# ENTRIES SHOWN
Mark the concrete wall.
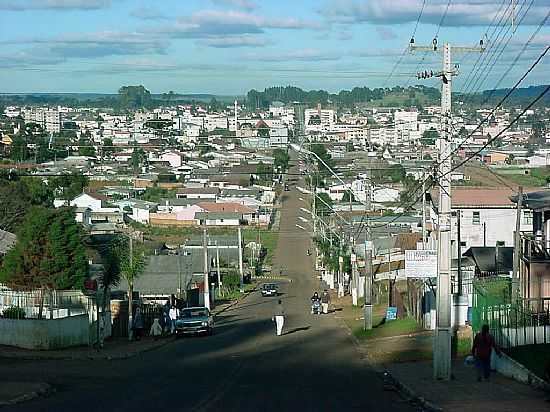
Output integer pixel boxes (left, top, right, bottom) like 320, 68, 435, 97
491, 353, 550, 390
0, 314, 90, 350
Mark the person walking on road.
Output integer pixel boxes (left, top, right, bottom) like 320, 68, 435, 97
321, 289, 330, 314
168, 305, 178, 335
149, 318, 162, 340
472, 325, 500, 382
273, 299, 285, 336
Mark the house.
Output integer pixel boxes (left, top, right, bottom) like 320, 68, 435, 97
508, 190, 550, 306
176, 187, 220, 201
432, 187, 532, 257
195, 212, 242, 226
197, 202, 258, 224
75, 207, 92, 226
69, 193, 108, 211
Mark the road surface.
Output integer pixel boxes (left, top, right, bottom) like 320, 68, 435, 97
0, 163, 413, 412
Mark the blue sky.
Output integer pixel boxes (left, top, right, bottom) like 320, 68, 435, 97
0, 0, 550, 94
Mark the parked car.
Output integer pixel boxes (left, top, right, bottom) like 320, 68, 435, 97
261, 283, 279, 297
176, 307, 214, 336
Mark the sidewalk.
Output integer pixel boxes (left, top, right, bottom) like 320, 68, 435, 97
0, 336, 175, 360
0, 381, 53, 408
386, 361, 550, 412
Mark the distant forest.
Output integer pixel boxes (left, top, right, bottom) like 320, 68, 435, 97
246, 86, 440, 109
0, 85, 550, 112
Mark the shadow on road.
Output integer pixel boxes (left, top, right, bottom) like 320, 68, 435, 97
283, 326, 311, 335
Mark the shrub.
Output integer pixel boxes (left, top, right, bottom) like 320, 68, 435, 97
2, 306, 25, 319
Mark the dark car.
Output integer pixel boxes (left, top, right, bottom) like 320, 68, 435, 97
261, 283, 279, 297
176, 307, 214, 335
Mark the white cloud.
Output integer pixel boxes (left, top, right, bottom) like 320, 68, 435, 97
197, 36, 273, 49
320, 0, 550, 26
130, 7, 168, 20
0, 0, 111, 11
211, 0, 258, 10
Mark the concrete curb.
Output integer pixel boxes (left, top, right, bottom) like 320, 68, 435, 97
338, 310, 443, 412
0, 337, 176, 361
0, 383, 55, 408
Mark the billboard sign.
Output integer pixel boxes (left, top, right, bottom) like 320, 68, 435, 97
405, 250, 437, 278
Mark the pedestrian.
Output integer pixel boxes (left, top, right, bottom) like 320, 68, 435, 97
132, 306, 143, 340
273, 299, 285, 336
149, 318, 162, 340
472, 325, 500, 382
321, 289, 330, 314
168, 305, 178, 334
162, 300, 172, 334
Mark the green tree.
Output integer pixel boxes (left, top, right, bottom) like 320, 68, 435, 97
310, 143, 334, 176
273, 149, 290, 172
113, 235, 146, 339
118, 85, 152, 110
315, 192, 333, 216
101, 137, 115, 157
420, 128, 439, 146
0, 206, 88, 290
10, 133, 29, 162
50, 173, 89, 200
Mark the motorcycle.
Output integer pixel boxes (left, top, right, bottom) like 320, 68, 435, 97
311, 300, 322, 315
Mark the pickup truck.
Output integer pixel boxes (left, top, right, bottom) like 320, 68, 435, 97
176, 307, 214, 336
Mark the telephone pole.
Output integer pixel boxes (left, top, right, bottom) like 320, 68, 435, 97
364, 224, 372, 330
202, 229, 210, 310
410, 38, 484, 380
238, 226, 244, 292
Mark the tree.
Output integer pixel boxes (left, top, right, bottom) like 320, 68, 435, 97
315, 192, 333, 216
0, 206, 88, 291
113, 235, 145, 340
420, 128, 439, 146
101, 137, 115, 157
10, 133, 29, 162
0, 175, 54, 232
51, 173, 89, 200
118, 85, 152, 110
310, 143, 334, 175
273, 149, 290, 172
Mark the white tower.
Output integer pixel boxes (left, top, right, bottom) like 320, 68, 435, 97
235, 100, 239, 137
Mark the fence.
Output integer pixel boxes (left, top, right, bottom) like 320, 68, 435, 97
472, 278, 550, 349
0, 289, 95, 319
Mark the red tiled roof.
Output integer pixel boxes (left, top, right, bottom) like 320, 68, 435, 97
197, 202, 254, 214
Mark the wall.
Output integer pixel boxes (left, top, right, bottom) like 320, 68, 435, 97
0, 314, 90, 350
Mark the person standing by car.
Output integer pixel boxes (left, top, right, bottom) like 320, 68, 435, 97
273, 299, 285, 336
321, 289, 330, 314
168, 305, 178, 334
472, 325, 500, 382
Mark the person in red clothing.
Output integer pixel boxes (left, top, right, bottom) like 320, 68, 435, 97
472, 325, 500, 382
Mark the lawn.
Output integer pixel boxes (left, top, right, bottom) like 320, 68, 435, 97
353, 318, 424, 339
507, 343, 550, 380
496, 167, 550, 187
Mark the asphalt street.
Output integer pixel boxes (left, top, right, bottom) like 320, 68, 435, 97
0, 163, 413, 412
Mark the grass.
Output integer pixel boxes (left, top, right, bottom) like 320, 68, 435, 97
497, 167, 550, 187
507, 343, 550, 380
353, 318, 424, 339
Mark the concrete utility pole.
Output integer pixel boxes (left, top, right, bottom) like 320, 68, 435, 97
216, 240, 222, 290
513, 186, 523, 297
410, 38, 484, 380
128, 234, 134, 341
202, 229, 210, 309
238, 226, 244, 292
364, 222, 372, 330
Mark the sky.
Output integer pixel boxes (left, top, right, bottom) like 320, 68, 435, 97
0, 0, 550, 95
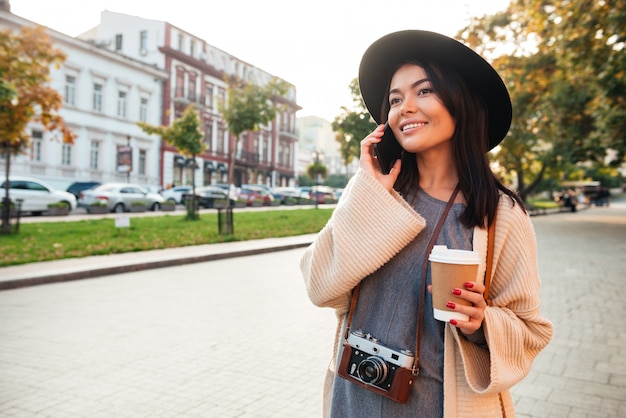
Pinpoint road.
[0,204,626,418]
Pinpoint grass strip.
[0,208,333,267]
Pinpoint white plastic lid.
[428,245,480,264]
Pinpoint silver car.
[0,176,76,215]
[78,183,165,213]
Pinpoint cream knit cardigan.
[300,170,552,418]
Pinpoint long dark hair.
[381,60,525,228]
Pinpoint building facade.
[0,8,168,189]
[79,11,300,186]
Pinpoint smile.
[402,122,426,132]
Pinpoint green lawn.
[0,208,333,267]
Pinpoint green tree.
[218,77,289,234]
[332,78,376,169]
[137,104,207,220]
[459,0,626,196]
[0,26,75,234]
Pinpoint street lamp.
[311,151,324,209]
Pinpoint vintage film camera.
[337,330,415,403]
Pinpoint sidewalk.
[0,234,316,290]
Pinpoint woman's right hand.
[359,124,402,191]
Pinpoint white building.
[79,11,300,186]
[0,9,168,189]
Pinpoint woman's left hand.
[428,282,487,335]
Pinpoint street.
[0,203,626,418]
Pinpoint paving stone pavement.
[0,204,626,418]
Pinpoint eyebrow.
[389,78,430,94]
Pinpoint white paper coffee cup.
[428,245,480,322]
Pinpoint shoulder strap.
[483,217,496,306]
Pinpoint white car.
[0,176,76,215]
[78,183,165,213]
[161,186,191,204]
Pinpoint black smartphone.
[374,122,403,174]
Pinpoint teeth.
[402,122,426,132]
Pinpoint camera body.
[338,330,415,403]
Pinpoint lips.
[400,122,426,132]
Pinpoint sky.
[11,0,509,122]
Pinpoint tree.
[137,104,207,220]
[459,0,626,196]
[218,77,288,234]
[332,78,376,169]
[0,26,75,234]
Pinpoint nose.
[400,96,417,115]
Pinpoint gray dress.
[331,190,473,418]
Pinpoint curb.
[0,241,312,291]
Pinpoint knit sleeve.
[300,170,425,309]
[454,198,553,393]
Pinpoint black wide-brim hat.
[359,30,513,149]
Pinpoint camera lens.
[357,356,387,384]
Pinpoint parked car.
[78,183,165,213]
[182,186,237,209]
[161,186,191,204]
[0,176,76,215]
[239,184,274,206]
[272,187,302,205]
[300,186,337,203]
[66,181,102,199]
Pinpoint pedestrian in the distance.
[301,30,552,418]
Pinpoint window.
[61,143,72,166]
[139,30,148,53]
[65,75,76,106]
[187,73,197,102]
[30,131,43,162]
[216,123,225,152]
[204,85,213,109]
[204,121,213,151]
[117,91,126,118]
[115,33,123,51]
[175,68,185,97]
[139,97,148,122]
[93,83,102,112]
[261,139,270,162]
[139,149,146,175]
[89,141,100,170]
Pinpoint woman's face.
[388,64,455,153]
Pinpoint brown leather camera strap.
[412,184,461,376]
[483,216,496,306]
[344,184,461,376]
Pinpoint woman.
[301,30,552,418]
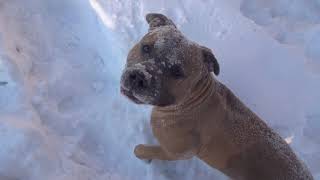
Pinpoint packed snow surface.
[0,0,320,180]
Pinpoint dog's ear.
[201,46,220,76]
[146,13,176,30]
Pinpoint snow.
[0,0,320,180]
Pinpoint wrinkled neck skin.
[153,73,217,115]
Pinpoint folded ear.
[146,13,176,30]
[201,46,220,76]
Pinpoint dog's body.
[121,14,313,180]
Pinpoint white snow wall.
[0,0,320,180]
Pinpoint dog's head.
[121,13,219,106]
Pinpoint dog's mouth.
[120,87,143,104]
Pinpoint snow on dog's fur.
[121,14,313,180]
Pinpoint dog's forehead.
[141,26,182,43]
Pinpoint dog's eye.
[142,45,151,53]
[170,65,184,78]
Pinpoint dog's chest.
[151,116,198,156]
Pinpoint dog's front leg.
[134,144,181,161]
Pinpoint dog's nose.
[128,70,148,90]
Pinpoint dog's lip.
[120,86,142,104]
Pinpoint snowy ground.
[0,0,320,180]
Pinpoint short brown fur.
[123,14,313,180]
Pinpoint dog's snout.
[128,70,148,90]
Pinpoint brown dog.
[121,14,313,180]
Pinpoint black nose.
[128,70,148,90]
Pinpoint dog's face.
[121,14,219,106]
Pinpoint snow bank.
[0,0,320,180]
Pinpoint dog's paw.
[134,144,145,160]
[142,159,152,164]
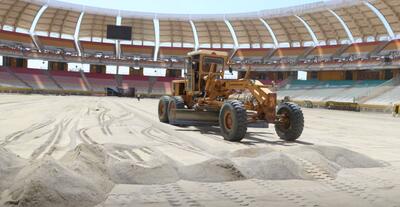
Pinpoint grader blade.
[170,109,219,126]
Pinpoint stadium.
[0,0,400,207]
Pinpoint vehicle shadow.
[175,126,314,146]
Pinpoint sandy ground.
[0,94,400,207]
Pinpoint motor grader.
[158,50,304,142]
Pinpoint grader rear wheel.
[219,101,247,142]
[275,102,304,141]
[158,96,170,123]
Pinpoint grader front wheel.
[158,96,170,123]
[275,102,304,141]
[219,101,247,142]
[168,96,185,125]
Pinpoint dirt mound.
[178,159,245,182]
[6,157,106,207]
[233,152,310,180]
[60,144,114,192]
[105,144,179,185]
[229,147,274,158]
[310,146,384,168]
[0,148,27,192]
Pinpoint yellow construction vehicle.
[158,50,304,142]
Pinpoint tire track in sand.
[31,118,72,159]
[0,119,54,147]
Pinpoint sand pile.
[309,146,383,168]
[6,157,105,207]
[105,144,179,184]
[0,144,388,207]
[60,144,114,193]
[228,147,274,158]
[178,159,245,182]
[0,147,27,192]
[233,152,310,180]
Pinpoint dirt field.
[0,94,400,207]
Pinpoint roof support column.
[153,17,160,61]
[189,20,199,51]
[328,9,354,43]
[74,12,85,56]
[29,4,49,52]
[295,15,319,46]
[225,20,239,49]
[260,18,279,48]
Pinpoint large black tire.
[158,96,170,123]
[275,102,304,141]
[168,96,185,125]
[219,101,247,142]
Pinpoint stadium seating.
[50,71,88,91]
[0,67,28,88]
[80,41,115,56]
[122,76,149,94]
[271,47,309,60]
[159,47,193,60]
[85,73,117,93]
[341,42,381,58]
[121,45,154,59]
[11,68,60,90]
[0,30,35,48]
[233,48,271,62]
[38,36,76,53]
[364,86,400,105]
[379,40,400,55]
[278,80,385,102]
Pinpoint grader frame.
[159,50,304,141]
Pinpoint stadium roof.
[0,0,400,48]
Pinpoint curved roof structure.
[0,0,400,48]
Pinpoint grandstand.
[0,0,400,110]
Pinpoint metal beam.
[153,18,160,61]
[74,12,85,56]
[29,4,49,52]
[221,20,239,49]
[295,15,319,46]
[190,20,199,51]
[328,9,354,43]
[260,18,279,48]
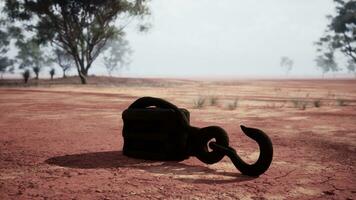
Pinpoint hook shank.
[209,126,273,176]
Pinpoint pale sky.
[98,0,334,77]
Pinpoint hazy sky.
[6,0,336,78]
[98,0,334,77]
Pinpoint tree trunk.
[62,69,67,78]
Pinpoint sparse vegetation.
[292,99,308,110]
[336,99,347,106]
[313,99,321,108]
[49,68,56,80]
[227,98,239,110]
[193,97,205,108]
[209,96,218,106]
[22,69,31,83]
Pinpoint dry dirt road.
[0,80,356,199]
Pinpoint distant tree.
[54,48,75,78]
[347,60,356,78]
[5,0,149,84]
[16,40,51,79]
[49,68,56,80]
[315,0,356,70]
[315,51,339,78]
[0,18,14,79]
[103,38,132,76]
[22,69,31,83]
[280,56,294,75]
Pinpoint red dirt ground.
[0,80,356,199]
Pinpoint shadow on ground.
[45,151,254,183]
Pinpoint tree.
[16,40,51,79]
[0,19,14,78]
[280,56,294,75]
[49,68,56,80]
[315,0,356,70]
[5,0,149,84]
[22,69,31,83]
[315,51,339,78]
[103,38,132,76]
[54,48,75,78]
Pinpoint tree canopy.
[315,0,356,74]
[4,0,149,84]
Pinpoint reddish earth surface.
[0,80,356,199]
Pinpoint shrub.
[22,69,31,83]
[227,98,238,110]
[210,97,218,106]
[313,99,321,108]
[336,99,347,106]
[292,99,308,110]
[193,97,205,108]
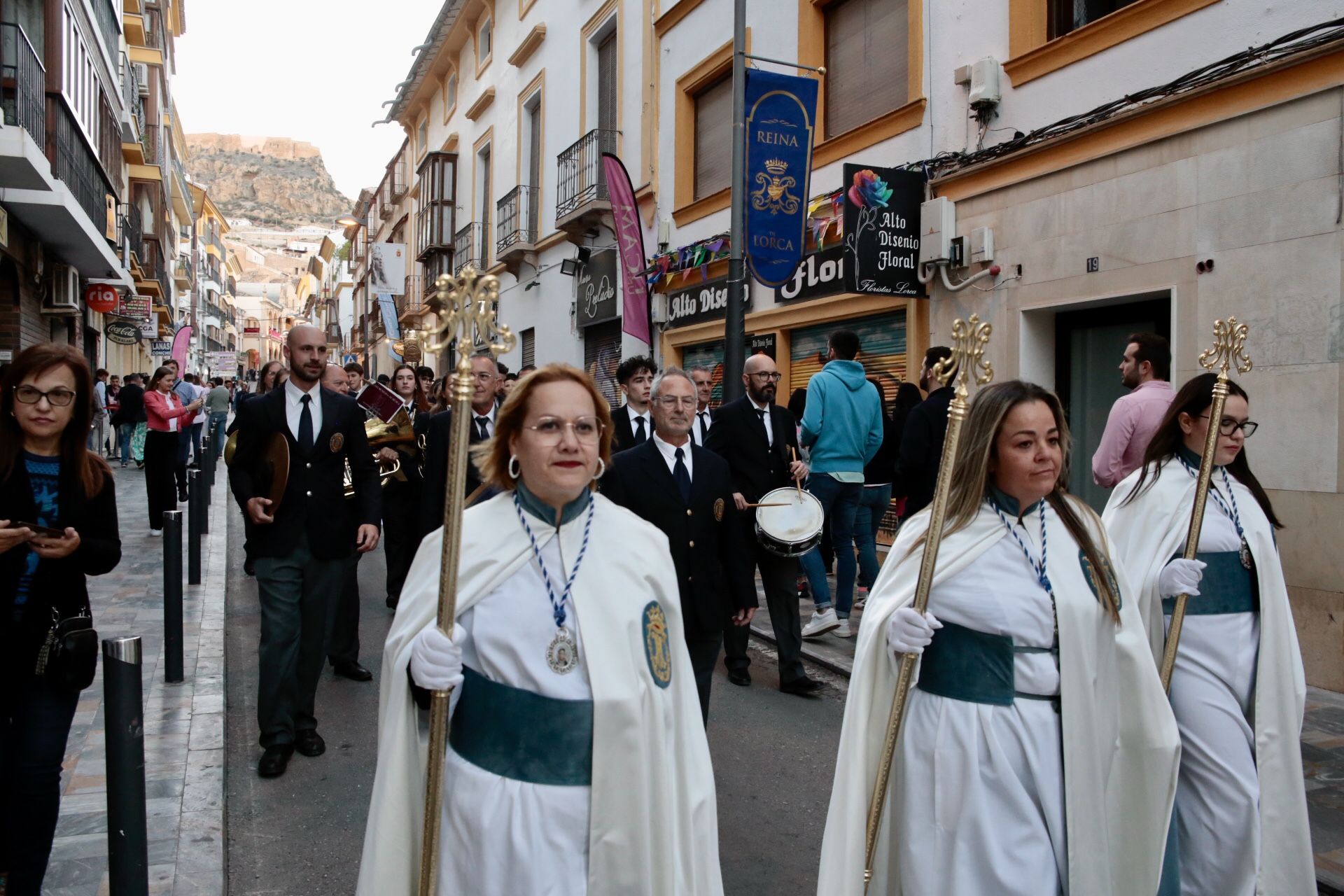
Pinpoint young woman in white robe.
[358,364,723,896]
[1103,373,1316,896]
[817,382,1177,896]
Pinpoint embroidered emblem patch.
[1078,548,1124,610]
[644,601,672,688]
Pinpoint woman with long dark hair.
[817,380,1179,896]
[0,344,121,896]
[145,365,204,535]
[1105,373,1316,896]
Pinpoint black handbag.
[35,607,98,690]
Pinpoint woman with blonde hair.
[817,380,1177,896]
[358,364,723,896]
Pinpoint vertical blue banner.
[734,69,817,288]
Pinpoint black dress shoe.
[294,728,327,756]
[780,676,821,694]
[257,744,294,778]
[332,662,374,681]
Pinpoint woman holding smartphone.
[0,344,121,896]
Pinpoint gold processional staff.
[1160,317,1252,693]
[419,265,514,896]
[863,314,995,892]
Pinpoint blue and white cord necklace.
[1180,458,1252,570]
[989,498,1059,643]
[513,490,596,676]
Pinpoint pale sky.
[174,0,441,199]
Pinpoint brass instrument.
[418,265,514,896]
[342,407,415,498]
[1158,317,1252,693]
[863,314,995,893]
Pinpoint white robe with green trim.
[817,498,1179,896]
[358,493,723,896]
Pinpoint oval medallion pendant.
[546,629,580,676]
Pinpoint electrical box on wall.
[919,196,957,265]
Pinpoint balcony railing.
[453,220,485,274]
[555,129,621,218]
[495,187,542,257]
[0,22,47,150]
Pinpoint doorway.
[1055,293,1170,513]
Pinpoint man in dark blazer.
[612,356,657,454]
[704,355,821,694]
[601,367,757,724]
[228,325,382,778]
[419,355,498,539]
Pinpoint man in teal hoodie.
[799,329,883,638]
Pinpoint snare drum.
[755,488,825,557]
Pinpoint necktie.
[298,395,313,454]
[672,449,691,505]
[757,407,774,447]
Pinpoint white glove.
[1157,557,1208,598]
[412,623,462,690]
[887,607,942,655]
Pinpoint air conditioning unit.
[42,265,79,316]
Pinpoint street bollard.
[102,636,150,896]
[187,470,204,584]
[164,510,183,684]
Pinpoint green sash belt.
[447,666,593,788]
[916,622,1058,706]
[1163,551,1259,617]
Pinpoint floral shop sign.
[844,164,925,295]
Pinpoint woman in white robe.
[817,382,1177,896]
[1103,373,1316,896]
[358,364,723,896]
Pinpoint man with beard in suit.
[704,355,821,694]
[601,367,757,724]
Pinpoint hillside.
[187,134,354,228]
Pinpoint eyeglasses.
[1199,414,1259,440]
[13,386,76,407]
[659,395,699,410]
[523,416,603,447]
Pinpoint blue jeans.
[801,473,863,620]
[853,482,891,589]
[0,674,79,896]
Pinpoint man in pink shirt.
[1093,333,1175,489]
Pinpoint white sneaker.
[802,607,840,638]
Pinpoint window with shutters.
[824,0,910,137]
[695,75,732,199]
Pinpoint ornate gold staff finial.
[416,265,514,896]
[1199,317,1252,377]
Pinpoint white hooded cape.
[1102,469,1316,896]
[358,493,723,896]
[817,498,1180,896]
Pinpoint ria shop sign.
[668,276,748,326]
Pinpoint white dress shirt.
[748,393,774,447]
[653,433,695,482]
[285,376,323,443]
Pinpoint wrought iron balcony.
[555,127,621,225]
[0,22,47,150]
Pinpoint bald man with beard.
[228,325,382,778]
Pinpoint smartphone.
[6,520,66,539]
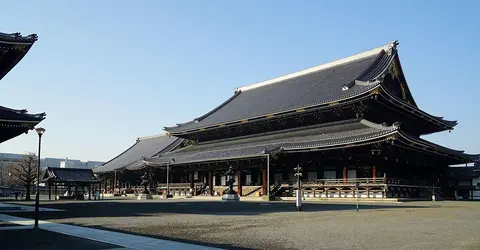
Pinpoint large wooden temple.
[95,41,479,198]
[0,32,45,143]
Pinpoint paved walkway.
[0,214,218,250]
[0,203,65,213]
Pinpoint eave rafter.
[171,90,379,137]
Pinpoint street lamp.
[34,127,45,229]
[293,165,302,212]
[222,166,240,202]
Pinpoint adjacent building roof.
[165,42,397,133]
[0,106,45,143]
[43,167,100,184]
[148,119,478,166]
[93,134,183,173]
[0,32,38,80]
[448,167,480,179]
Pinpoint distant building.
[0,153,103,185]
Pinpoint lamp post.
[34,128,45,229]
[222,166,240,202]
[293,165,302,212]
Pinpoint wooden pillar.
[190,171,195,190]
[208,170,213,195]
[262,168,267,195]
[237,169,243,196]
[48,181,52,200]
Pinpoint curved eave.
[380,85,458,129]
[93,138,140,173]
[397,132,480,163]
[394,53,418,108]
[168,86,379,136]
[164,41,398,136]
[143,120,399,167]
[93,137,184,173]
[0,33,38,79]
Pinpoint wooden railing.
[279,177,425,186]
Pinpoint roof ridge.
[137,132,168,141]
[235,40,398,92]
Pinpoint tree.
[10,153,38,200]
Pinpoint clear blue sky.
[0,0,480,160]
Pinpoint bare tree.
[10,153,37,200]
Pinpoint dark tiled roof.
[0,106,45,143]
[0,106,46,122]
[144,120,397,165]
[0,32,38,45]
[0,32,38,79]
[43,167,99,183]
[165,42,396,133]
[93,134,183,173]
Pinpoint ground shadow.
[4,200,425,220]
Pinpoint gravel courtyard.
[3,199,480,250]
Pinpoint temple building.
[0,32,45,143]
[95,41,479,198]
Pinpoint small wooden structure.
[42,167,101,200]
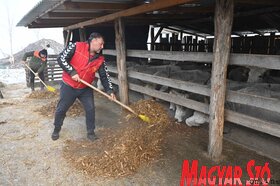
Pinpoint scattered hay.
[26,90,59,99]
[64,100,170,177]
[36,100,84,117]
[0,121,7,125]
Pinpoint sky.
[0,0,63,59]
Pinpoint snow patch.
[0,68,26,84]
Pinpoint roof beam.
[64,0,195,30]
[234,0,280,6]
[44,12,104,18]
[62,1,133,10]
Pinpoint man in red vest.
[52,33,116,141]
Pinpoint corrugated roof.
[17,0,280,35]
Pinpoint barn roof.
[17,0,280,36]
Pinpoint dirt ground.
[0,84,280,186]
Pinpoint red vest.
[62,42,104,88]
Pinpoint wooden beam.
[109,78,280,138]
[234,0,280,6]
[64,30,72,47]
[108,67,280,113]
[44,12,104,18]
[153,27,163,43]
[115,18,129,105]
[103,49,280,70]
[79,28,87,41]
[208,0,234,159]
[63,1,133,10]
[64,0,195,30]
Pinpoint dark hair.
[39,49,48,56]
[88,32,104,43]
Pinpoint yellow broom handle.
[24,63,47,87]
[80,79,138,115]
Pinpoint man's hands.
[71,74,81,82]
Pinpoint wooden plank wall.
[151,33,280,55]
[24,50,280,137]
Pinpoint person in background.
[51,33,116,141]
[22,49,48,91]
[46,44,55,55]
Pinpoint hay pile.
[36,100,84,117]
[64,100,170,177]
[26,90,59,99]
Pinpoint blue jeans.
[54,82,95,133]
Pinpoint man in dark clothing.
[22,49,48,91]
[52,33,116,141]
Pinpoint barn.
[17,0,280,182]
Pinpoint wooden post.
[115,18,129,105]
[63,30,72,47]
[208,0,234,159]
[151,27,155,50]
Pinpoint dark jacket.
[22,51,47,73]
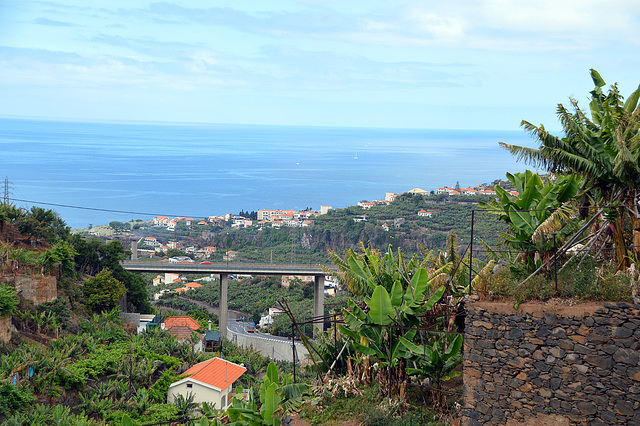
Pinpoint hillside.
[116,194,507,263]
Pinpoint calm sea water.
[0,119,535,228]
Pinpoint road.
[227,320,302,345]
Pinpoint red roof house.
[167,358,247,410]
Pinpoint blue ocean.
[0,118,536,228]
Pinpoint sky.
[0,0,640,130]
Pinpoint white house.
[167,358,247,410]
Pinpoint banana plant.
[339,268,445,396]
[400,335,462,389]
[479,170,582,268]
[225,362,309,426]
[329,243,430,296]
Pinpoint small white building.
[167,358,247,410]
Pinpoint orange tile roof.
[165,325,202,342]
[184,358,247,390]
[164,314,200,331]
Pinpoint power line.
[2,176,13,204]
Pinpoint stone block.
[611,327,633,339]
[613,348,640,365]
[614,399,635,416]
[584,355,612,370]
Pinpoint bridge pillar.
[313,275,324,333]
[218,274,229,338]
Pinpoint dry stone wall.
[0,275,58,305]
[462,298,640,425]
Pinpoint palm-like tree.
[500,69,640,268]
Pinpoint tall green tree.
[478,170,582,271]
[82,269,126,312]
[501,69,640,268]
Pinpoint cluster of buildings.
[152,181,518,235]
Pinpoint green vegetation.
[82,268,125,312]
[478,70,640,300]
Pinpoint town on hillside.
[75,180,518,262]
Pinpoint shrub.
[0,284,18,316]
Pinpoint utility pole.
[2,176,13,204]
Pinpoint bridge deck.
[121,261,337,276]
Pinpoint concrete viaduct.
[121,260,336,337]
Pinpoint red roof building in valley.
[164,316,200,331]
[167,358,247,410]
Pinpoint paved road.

# INSTRUCTIONS FOR THE TASK
Repeat the listing word for word, from its first line through the line holding "69, 193, 108, 211", inclusive. Leave the pictures out.

# RESULT OF THIS EXERCISE
Mark the concrete wall.
Output integer pixel boxes (left, top, right, bottom) like 320, 68, 435, 97
491, 353, 550, 390
0, 314, 90, 350
Mark the person walking on road.
Output integer pixel boxes (left, top, right, bottom) like 320, 68, 435, 97
321, 289, 330, 314
168, 305, 178, 335
149, 318, 162, 340
472, 325, 500, 382
273, 299, 285, 336
Mark the house.
Output integer pixel boxes (left, top, right, bottom) like 320, 68, 435, 97
508, 190, 550, 306
176, 187, 220, 201
432, 187, 532, 257
195, 212, 242, 226
197, 202, 258, 224
75, 207, 92, 226
69, 193, 108, 211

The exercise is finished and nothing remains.